── Provided records

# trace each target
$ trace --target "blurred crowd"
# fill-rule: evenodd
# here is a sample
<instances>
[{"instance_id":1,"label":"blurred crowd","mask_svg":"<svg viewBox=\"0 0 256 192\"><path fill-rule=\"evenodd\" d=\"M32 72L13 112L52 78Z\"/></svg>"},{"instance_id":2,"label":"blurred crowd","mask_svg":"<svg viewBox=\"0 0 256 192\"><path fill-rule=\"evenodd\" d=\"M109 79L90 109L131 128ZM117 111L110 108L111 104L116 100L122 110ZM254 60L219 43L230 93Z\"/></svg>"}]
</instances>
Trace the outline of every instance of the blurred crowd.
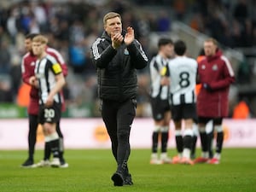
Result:
<instances>
[{"instance_id":1,"label":"blurred crowd","mask_svg":"<svg viewBox=\"0 0 256 192\"><path fill-rule=\"evenodd\" d=\"M0 102L16 102L27 33L46 35L49 46L62 54L69 67L64 91L67 105L83 105L96 102L90 49L102 32L102 20L107 12L121 14L124 29L133 26L136 38L151 58L157 50L150 49L148 35L172 31L174 20L228 47L253 46L256 44L255 9L256 0L1 1ZM138 116L147 116L150 111L148 69L140 72L139 84Z\"/></svg>"}]
</instances>

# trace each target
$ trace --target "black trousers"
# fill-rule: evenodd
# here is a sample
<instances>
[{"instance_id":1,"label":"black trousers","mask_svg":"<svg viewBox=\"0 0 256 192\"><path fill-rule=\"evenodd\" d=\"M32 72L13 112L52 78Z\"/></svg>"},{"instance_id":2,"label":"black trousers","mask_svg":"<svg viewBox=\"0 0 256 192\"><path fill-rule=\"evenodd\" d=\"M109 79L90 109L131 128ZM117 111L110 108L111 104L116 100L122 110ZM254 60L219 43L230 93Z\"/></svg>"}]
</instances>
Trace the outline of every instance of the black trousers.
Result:
<instances>
[{"instance_id":1,"label":"black trousers","mask_svg":"<svg viewBox=\"0 0 256 192\"><path fill-rule=\"evenodd\" d=\"M118 170L126 164L130 156L130 131L136 115L136 100L124 102L103 100L102 115L112 142L112 152Z\"/></svg>"}]
</instances>

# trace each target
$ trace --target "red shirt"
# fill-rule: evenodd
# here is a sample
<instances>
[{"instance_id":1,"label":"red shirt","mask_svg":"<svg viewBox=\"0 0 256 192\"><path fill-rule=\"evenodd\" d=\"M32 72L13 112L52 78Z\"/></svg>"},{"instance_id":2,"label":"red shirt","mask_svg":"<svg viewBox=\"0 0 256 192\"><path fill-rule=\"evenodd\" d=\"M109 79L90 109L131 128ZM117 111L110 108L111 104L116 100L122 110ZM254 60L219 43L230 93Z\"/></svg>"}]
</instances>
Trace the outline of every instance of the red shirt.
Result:
<instances>
[{"instance_id":1,"label":"red shirt","mask_svg":"<svg viewBox=\"0 0 256 192\"><path fill-rule=\"evenodd\" d=\"M218 118L228 115L230 85L235 81L231 64L220 50L198 63L201 83L207 84L212 90L201 88L197 96L199 117Z\"/></svg>"},{"instance_id":2,"label":"red shirt","mask_svg":"<svg viewBox=\"0 0 256 192\"><path fill-rule=\"evenodd\" d=\"M46 52L56 59L56 61L61 66L63 75L67 76L67 66L66 65L61 55L56 49L49 47L46 48ZM26 53L22 57L22 62L21 62L22 80L24 83L27 84L30 84L29 79L32 76L35 75L34 70L35 70L36 61L37 61L37 57L31 52ZM28 106L29 114L38 115L38 109L39 109L38 99L39 99L38 90L32 86L30 90L30 102ZM62 109L65 109L64 102L62 104Z\"/></svg>"}]
</instances>

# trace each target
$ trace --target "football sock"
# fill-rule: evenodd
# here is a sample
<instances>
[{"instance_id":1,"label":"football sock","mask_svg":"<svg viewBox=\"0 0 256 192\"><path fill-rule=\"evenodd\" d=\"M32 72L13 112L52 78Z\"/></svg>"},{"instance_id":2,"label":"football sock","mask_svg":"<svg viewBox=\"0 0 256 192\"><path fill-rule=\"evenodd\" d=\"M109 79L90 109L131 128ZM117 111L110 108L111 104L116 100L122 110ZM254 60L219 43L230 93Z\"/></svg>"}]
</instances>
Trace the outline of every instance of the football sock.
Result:
<instances>
[{"instance_id":1,"label":"football sock","mask_svg":"<svg viewBox=\"0 0 256 192\"><path fill-rule=\"evenodd\" d=\"M59 158L60 156L60 141L57 132L51 133L48 136L50 143L50 149L55 158Z\"/></svg>"},{"instance_id":2,"label":"football sock","mask_svg":"<svg viewBox=\"0 0 256 192\"><path fill-rule=\"evenodd\" d=\"M169 132L163 131L161 134L161 152L166 153L167 151L167 143L169 138Z\"/></svg>"},{"instance_id":3,"label":"football sock","mask_svg":"<svg viewBox=\"0 0 256 192\"><path fill-rule=\"evenodd\" d=\"M28 131L28 157L33 160L35 145L37 142L38 120L34 116L29 115L29 131Z\"/></svg>"},{"instance_id":4,"label":"football sock","mask_svg":"<svg viewBox=\"0 0 256 192\"><path fill-rule=\"evenodd\" d=\"M216 153L220 154L224 141L223 128L222 125L215 125L214 129L217 131Z\"/></svg>"},{"instance_id":5,"label":"football sock","mask_svg":"<svg viewBox=\"0 0 256 192\"><path fill-rule=\"evenodd\" d=\"M183 151L183 139L181 130L175 131L176 148L177 153L181 154Z\"/></svg>"},{"instance_id":6,"label":"football sock","mask_svg":"<svg viewBox=\"0 0 256 192\"><path fill-rule=\"evenodd\" d=\"M191 145L191 157L195 157L196 142L198 136L198 127L195 123L193 124L193 136L192 136L192 145Z\"/></svg>"},{"instance_id":7,"label":"football sock","mask_svg":"<svg viewBox=\"0 0 256 192\"><path fill-rule=\"evenodd\" d=\"M204 127L199 128L202 152L208 152L207 136Z\"/></svg>"},{"instance_id":8,"label":"football sock","mask_svg":"<svg viewBox=\"0 0 256 192\"><path fill-rule=\"evenodd\" d=\"M209 149L209 158L211 158L211 159L213 157L213 151L212 151L213 132L214 132L214 131L212 130L211 132L207 133L207 148Z\"/></svg>"},{"instance_id":9,"label":"football sock","mask_svg":"<svg viewBox=\"0 0 256 192\"><path fill-rule=\"evenodd\" d=\"M195 158L195 156L196 142L197 142L197 136L193 136L192 137L192 144L191 144L191 156L192 156L192 158Z\"/></svg>"},{"instance_id":10,"label":"football sock","mask_svg":"<svg viewBox=\"0 0 256 192\"><path fill-rule=\"evenodd\" d=\"M157 152L159 132L154 131L152 135L152 153Z\"/></svg>"},{"instance_id":11,"label":"football sock","mask_svg":"<svg viewBox=\"0 0 256 192\"><path fill-rule=\"evenodd\" d=\"M45 142L44 143L44 160L49 160L50 154L51 154L50 143L49 142Z\"/></svg>"},{"instance_id":12,"label":"football sock","mask_svg":"<svg viewBox=\"0 0 256 192\"><path fill-rule=\"evenodd\" d=\"M63 154L64 154L64 143L63 143L63 138L59 138L60 142L60 160L61 162L64 162Z\"/></svg>"},{"instance_id":13,"label":"football sock","mask_svg":"<svg viewBox=\"0 0 256 192\"><path fill-rule=\"evenodd\" d=\"M183 157L190 158L190 148L192 146L192 136L193 131L192 129L186 129L184 131L184 137L183 137Z\"/></svg>"}]
</instances>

────

# The request:
Pick out each line in the material that contains the word "black" and copy those lines out in full.

# The solution:
$ trace --target "black trousers"
[{"instance_id":1,"label":"black trousers","mask_svg":"<svg viewBox=\"0 0 256 192\"><path fill-rule=\"evenodd\" d=\"M32 72L13 112L52 78Z\"/></svg>"},{"instance_id":2,"label":"black trousers","mask_svg":"<svg viewBox=\"0 0 256 192\"><path fill-rule=\"evenodd\" d=\"M109 79L90 109L131 128ZM117 111L110 108L111 104L116 100L122 110ZM254 60L219 43L230 93Z\"/></svg>"}]
Trace the outline of every instance of the black trousers.
[{"instance_id":1,"label":"black trousers","mask_svg":"<svg viewBox=\"0 0 256 192\"><path fill-rule=\"evenodd\" d=\"M118 170L126 164L130 156L130 131L136 115L136 100L124 102L103 100L102 115L112 142L112 152Z\"/></svg>"}]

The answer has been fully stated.